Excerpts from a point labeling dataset
════════════════
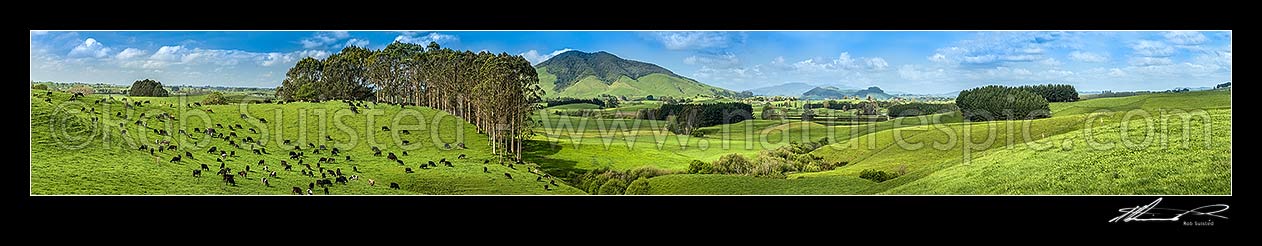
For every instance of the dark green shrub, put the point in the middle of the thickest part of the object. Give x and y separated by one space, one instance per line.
613 187
732 164
147 88
639 187
698 167
877 175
════════════════
> **Goal of the exercise**: Can you copy out every line of the entries above word for word, leaving out the pictures?

> **Result for this task**:
For every instance of the dark green shrub, put the point in the middle of the thickest part of the object. Give x and y separated by one space, one instance per line.
613 187
732 164
147 88
639 187
698 167
877 175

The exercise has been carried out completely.